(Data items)
=====
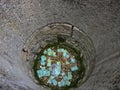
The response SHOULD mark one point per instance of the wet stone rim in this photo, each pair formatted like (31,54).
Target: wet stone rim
(59,66)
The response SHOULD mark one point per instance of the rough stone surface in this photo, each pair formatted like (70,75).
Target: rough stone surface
(99,18)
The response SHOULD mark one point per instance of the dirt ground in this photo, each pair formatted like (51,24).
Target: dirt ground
(100,19)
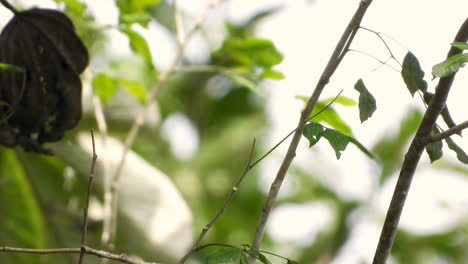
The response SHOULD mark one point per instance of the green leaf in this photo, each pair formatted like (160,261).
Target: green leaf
(342,100)
(460,45)
(134,88)
(412,74)
(10,68)
(257,254)
(244,259)
(337,140)
(140,18)
(134,8)
(73,6)
(138,44)
(104,86)
(434,150)
(22,221)
(313,132)
(461,155)
(272,74)
(244,82)
(329,116)
(450,65)
(367,105)
(224,255)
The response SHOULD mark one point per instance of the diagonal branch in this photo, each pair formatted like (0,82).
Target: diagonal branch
(447,133)
(337,56)
(413,155)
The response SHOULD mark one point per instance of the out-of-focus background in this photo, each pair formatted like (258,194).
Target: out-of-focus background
(198,134)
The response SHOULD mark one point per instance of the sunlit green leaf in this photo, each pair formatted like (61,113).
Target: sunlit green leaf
(328,115)
(461,155)
(272,74)
(367,105)
(313,132)
(434,150)
(257,254)
(412,74)
(224,255)
(134,8)
(73,6)
(337,140)
(460,45)
(134,88)
(138,44)
(450,65)
(104,86)
(342,100)
(140,18)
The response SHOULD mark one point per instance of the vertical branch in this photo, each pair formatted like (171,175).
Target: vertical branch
(140,118)
(88,194)
(332,65)
(413,155)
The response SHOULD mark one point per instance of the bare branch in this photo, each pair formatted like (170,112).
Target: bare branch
(140,118)
(337,56)
(447,133)
(228,199)
(88,194)
(413,155)
(87,250)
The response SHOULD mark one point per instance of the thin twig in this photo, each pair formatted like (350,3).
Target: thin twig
(87,250)
(412,157)
(447,133)
(8,6)
(140,118)
(88,194)
(337,56)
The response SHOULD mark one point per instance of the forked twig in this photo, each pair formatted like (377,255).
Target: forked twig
(88,194)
=====
[GIVEN REQUEST]
Please copy the lines word for word, starting with the line containing "The response SHOULD mark one point per instance of the thin" and continuing through the final line, both ends included.

[FULL SOLUTION]
The response SHOULD mark one point per instance of the thin twig in this photo, each pair formatted like (350,3).
Target: thin twig
(87,250)
(412,157)
(447,133)
(8,6)
(140,118)
(88,194)
(337,56)
The response SHOULD mark one point per instance of the forked twig in this photo, each pair formatted like (377,255).
Target: forked twig
(88,194)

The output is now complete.